WHAT THE TASK REQUIRES:
In the article on college admissions tests, what score did Jeremy earn on his official SAT?

Cracking the code on college admissions tests
[Source: https://www.greatschools.org/gk/articles/improving-sat-scores/]
Did your teen get a low PSAT, SAT, or ACT score? Don’t panic. Everyone can improve their scores. Two experts share their secrets for helping teens learn how to rock these tests.
by: Carol Lloyd | April 3, 2018
Jeremy seemed bewildered the first day that Anthony-James Green arrived at his door to help him prepare for the SAT. At that point, Green had been working as a private SAT tutor for six years and had seen this deer-in-the-headlights look before.
A conscientious student, Jeremy was a junior who loved science and got mostly A’s. It had never seemed like a stretch that someday he’d go to college. Then the results of his first SAT arrived, casting a shadow on his future.
His scores were so low, he was unlikely to get into any college, except the few that didn’t consider any admissions tests at all. With 990 out of 2400 (this was the old SAT with a maximum score of 2400; as of 2016, the new SAT is scored out of 1600 points), Jeremy’s scores lagged across the board: in English, math, and writing.
Green gave Jeremy a pep talk and explained his proven strategy for getting kids to raise their scores, no matter how bad they were: daily practice, focusing on knowledge gaps, and building one skill at a time. Green helped Jeremy identify his weaknesses: he didn’t know arithmetic; he didn’t understand decimals; his understanding of punctuation was spotty. Over the course of nine months, Jeremy began filling in these specific holes in his education.
Working in short spurts a few minutes a day, Jeremy wove SAT prep into his already packed school schedule. Each time he took a practice test, his score was better. By the time he sat for his official SAT, the teen knew what to expect. Jeremy’s final score — 2280 — was high enough to be considered for an Ivy League school.
Can your child improve as much as Jeremy?

ITEMS:
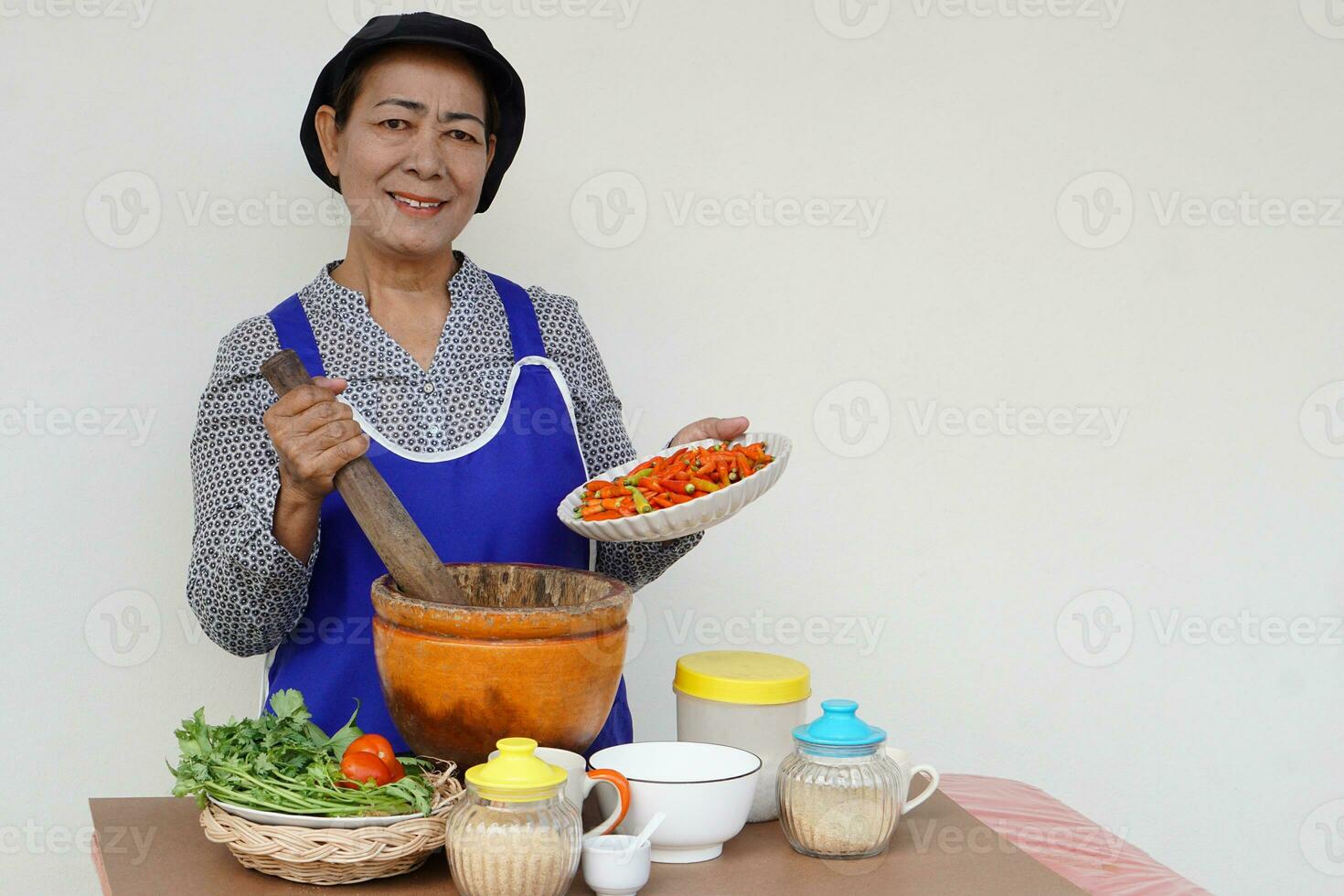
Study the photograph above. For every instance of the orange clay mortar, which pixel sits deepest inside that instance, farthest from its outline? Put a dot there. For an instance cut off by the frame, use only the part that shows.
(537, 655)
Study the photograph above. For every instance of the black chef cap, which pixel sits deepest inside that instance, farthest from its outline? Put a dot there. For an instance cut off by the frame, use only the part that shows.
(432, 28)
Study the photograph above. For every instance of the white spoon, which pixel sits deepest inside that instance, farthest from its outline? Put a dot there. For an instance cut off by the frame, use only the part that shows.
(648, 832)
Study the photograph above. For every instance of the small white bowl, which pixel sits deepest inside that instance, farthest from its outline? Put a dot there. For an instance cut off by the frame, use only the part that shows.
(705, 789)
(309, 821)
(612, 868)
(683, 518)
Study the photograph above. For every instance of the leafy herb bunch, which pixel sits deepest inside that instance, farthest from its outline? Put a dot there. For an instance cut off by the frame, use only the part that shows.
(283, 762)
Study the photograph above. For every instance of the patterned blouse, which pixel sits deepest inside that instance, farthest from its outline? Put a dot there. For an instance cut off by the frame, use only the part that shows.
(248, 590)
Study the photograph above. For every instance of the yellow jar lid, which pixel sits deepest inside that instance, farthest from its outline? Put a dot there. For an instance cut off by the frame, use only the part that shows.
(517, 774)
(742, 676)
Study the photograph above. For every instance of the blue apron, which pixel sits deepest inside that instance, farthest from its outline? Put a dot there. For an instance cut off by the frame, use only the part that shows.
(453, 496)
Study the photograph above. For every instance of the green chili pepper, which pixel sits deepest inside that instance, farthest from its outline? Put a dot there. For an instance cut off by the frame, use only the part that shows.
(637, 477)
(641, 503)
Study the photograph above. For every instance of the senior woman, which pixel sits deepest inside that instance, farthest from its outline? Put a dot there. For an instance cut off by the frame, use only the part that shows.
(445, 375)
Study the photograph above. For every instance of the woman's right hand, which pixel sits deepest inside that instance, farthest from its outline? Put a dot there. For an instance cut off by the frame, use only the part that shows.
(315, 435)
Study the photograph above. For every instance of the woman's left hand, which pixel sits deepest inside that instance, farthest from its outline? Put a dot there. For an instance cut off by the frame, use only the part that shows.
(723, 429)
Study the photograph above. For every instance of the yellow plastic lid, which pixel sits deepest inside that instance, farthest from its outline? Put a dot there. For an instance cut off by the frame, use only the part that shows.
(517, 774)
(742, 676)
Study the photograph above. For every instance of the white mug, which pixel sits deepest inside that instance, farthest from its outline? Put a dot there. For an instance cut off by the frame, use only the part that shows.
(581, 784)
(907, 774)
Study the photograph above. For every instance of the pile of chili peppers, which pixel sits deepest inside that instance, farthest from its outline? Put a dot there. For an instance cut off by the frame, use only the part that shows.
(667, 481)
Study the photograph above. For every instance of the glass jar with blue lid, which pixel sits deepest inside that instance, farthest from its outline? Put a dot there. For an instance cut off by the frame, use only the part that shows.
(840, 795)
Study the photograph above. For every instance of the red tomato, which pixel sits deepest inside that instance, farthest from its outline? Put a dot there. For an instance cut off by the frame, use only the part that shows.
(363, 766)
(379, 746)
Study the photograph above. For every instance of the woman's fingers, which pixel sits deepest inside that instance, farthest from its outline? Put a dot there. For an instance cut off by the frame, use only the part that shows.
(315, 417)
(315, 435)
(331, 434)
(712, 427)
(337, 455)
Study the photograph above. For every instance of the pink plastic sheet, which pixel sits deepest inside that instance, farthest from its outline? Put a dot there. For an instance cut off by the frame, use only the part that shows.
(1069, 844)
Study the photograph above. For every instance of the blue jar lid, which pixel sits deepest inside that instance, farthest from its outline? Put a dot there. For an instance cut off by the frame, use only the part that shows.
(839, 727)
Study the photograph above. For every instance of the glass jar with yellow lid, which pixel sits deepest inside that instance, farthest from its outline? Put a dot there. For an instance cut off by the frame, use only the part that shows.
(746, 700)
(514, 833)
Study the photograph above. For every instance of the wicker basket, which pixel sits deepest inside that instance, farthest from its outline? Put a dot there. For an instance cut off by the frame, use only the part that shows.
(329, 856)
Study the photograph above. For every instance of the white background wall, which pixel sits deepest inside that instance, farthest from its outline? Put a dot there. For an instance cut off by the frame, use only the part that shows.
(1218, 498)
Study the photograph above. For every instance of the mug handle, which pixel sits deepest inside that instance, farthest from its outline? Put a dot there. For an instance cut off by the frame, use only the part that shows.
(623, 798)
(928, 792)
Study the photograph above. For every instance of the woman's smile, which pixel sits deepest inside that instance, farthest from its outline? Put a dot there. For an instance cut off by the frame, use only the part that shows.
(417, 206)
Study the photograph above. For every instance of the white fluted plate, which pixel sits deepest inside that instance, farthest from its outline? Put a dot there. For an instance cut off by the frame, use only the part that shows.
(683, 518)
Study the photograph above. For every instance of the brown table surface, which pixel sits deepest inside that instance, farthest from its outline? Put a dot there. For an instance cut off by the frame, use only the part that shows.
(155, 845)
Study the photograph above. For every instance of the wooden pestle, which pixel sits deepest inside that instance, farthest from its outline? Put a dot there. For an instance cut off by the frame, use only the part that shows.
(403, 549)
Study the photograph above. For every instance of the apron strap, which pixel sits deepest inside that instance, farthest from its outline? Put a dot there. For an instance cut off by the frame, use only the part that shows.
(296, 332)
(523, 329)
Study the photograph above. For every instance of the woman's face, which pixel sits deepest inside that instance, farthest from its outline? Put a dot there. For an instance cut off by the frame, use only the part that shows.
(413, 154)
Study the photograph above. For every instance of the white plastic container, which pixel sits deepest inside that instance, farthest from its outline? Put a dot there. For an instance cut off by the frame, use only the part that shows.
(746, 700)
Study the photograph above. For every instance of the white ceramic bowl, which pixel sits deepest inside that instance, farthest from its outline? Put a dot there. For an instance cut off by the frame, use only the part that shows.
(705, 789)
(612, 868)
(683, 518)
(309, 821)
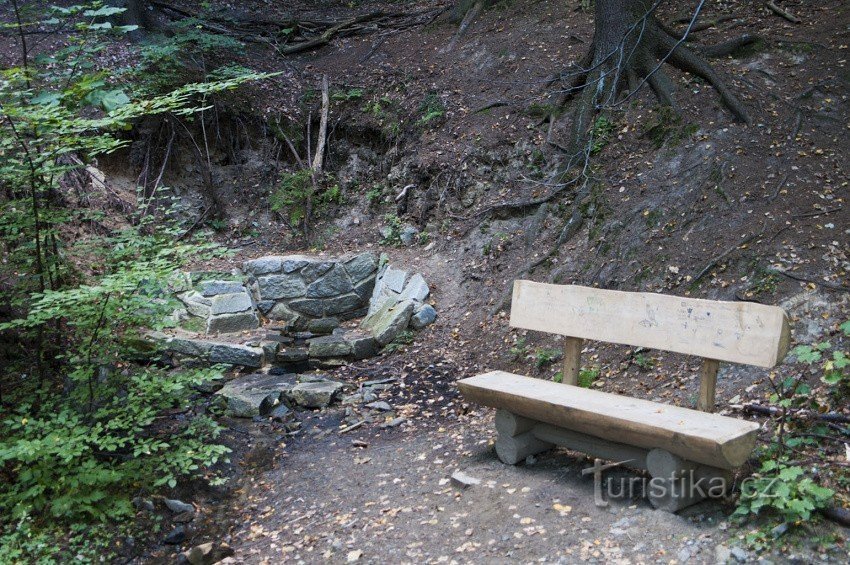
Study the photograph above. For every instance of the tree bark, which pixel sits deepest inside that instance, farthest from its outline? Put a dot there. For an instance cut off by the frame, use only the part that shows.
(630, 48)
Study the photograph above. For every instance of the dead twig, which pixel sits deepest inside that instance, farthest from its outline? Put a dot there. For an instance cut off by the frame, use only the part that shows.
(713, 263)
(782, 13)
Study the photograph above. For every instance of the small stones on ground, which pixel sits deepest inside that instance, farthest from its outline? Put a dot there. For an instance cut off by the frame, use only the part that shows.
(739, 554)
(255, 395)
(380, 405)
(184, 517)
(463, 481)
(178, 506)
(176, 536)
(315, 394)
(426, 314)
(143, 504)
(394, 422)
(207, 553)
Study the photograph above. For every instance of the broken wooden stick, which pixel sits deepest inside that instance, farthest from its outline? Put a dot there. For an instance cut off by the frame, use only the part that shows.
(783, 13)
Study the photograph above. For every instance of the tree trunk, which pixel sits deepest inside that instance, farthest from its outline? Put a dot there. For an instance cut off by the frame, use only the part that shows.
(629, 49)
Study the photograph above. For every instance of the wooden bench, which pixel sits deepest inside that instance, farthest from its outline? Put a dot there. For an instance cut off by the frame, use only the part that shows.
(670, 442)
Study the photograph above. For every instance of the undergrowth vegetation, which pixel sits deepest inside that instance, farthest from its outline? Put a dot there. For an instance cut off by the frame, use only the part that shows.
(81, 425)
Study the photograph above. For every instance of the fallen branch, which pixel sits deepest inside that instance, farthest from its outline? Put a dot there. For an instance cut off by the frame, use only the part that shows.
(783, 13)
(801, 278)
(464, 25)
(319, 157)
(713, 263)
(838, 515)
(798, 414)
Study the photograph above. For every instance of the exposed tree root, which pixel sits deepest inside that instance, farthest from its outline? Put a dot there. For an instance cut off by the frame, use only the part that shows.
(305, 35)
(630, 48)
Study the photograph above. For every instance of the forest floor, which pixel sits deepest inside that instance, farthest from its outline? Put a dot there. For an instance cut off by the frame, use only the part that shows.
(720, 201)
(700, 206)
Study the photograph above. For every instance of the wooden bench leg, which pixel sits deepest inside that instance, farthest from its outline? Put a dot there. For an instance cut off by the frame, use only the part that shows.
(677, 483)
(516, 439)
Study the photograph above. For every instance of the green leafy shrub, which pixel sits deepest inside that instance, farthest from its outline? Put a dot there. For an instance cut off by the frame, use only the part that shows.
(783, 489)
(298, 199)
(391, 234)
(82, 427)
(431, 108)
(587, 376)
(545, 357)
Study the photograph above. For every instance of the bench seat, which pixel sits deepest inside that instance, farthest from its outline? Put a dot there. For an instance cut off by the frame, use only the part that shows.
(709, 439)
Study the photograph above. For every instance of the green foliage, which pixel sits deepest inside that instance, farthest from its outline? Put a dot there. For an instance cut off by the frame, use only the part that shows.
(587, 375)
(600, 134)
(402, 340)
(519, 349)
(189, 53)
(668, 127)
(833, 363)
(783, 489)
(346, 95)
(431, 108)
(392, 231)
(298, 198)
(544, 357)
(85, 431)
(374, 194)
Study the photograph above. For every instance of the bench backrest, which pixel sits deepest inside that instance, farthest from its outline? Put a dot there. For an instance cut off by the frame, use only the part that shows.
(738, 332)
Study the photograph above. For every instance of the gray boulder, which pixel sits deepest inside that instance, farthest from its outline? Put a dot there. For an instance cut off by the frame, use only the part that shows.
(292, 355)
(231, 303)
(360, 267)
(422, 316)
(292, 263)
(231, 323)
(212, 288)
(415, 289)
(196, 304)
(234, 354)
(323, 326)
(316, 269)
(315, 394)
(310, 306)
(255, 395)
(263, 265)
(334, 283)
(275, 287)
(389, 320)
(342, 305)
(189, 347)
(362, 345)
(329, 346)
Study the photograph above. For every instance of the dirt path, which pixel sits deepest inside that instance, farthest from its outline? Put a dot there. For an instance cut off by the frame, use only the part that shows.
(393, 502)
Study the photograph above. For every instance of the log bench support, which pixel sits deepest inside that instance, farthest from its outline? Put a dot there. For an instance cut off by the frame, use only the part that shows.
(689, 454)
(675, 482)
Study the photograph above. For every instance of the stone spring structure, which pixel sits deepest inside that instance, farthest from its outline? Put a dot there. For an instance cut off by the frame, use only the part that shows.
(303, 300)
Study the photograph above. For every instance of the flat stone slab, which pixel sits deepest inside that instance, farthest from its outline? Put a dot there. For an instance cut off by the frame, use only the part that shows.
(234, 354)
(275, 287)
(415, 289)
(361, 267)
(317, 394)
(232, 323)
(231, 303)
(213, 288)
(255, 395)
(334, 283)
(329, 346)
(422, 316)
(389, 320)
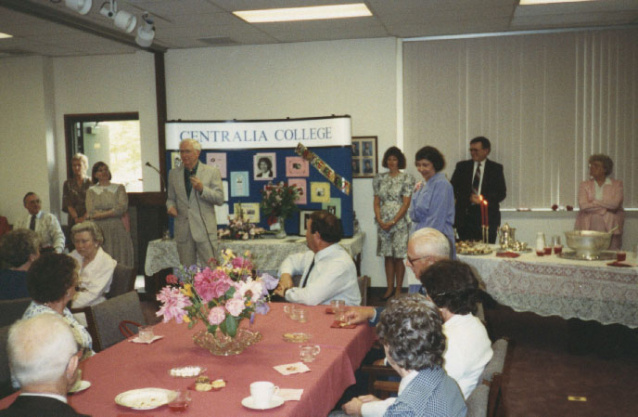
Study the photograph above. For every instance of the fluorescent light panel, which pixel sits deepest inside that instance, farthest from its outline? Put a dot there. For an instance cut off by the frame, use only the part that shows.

SOLVED EXERCISE:
2280